[Data entries]
━━━

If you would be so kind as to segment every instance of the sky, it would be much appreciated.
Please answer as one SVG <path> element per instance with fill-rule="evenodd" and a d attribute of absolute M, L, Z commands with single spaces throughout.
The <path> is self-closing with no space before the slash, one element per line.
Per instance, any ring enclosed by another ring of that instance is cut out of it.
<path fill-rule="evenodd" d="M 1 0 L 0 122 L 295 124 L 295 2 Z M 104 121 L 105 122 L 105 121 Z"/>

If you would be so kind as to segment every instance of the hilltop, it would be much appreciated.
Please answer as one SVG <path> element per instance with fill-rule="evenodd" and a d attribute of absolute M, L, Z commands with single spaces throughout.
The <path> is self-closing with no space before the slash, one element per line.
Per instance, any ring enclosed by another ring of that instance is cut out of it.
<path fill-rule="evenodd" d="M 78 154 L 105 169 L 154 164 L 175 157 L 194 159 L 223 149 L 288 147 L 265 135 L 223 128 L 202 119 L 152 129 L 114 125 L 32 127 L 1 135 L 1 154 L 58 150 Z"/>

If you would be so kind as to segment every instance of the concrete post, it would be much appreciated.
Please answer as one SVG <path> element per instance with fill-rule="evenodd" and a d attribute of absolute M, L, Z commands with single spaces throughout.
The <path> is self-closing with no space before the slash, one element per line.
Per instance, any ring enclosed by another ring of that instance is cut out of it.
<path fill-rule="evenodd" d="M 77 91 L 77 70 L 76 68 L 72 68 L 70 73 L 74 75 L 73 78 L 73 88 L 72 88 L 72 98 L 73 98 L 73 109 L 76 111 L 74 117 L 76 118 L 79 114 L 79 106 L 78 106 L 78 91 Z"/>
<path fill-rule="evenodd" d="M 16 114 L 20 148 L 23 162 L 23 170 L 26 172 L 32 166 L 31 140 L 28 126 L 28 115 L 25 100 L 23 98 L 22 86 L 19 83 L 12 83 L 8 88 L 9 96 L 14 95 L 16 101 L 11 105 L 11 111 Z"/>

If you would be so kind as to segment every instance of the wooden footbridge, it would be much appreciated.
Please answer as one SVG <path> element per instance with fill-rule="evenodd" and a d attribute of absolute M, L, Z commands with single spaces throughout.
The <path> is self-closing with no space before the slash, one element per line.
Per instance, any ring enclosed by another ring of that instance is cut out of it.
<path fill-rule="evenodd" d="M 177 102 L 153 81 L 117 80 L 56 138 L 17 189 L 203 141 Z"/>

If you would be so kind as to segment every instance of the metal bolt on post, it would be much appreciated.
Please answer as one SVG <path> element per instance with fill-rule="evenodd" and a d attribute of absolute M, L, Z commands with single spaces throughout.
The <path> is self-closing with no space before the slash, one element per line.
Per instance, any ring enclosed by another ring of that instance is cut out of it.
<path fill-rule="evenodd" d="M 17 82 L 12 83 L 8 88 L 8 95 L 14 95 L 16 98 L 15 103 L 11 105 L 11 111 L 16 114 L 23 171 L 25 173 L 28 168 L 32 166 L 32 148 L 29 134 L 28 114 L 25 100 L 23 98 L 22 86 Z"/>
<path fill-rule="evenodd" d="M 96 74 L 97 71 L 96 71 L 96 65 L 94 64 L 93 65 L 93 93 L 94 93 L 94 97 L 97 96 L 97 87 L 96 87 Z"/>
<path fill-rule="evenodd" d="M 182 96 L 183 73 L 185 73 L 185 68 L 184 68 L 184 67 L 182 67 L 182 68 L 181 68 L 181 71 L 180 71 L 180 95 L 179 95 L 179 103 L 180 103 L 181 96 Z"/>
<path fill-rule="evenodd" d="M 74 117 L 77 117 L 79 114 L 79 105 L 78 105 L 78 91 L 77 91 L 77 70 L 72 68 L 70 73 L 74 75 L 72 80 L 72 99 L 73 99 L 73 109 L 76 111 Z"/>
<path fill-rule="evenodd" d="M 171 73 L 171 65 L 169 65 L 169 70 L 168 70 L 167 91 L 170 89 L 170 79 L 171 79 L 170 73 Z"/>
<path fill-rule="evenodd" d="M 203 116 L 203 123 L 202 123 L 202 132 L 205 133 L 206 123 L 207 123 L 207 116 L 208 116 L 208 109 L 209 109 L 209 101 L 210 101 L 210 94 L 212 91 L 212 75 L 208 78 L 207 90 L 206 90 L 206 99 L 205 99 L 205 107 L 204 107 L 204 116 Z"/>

━━━

• EXERCISE GOAL: Reproduce the part of the listing that opens with the line containing "concrete post, it would be much appreciated." and closes with the line containing "98 L 73 109", including the requests, but increase every coordinate in the path outlines by 110.

• ANSWER TO THIS PROBLEM:
If you would be so kind as to segment every instance of the concrete post, it would be much appreciated.
Please answer as one SVG <path> element per instance with fill-rule="evenodd" and a d attribute of absolute M, L, Z commands with single spaces throughout.
The <path> is self-closing with no space before the slash, one element per line.
Per instance, any ring enclosed by another ring of that instance is cut out of it.
<path fill-rule="evenodd" d="M 187 201 L 187 180 L 186 178 L 182 178 L 180 183 L 184 185 L 183 188 L 183 198 L 182 198 L 182 208 L 183 208 L 183 219 L 186 221 L 184 227 L 186 228 L 189 224 L 189 216 L 188 216 L 188 201 Z"/>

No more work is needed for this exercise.